[Entries supplied]
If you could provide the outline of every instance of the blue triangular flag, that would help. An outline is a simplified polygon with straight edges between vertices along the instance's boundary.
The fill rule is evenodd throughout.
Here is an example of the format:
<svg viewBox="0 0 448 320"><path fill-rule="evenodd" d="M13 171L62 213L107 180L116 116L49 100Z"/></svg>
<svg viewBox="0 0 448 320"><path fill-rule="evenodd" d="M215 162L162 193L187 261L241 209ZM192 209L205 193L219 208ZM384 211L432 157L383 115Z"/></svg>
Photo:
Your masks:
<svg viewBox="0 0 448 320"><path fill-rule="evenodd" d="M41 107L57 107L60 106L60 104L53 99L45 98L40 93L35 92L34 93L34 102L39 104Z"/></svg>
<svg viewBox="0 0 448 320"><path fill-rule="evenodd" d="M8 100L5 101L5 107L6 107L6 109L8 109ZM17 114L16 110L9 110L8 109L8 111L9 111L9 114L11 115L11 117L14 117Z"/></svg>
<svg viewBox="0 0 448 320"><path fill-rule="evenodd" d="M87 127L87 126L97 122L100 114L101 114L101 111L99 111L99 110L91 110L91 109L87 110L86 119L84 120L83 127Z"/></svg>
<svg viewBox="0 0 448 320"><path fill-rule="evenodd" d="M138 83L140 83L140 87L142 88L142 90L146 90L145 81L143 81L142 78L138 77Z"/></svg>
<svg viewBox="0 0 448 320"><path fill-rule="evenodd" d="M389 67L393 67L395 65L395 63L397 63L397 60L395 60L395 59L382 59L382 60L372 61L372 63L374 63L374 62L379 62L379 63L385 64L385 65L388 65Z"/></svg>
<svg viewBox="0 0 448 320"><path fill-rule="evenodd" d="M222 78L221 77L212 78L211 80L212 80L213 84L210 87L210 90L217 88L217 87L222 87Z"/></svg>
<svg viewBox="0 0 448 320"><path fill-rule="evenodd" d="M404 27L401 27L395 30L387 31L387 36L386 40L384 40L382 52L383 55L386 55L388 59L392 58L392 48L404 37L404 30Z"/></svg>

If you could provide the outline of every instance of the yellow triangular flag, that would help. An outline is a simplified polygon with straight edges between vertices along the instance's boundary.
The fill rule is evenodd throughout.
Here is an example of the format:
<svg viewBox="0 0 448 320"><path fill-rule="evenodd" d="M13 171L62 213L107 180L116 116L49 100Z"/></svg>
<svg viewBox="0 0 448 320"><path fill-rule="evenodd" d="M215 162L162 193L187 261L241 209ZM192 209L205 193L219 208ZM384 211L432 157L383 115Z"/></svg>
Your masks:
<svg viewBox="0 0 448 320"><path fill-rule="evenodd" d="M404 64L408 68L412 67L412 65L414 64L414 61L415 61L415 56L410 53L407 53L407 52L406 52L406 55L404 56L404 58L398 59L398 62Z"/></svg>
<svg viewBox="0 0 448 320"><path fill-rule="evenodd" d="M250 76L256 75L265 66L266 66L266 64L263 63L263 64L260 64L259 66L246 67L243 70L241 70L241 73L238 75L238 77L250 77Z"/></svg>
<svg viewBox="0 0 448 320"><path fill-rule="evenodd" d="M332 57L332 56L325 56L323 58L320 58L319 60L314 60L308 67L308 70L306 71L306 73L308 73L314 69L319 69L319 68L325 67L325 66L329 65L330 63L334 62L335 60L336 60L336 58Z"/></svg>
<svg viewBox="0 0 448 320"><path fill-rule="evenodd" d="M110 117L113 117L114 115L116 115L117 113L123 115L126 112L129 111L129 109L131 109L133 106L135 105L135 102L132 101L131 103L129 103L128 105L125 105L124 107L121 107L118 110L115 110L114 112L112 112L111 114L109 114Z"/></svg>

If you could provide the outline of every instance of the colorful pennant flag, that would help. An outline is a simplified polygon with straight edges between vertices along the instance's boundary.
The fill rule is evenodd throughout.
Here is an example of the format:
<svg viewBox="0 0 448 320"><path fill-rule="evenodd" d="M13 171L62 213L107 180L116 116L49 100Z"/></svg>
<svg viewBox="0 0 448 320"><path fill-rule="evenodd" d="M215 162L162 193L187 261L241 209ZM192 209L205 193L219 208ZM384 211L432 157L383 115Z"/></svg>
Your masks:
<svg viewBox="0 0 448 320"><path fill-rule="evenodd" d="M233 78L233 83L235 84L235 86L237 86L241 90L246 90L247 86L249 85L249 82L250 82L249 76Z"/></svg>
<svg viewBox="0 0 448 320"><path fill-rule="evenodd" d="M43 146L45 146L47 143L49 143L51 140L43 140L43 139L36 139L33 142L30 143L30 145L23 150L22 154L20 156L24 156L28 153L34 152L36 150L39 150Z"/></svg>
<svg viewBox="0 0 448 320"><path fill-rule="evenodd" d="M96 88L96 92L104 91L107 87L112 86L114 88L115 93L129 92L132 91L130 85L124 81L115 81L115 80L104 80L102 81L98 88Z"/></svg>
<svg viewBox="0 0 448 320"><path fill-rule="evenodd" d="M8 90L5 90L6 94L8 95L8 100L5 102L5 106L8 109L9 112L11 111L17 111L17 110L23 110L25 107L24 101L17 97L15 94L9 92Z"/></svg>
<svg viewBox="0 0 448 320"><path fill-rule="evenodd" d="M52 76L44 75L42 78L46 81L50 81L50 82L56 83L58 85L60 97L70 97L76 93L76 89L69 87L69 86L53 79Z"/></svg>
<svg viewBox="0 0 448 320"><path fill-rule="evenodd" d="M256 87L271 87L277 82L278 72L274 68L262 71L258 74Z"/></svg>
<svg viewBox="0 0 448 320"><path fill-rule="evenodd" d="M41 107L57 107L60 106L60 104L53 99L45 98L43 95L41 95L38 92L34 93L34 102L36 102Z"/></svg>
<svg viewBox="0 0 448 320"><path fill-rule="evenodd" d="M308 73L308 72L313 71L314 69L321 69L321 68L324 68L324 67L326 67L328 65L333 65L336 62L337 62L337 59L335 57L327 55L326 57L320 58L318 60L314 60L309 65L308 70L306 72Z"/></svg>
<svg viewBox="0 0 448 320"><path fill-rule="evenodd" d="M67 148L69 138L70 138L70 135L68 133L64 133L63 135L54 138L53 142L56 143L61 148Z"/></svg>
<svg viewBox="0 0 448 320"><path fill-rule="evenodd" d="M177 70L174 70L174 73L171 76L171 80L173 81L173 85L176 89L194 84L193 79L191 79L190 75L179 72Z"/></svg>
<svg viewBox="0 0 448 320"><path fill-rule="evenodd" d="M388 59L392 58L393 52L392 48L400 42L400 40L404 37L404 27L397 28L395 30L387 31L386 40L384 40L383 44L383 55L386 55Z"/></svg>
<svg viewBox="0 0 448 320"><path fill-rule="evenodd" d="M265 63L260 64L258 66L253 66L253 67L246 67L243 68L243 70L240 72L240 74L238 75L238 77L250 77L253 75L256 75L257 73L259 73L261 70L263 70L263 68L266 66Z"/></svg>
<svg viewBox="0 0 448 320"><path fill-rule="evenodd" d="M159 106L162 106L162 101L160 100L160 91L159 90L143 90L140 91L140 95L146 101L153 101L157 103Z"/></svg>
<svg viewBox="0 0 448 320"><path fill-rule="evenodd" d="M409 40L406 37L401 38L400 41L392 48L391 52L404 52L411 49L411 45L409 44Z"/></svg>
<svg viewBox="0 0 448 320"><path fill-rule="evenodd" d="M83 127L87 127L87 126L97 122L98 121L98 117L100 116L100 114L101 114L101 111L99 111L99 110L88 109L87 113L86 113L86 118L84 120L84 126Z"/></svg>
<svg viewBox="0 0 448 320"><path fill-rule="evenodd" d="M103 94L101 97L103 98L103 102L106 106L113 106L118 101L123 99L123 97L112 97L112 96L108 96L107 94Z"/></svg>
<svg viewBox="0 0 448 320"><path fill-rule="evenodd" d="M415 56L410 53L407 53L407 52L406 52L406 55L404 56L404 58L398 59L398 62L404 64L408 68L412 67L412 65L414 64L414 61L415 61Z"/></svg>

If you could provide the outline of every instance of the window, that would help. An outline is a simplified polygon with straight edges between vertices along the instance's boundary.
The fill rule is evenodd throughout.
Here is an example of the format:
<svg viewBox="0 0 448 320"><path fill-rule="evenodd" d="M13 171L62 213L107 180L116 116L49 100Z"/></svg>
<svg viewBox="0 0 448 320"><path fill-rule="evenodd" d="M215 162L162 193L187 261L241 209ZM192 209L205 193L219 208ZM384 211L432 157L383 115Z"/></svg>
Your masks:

[Task to carry out] Copy each line of the material where "between" is found.

[Response to this task]
If you could provide the outline of every instance of the blue triangular flag, that would help. An outline is a simplified polygon with straight edges between vertices along the instance's boundary.
If you could provide the outline of every instance of the yellow triangular flag, that would help. An outline is a simplified polygon with straight edges between vertices along the instance's boundary.
If you could provide the outline of every instance of the colorful pennant flag, that would help. An outline is a simplified polygon with straight edges between vertices along the instance's boundary.
If you could provide the outline of every instance of the window, that would help. An outline is a simplified polygon with straight edges between vertices along the instance's boundary.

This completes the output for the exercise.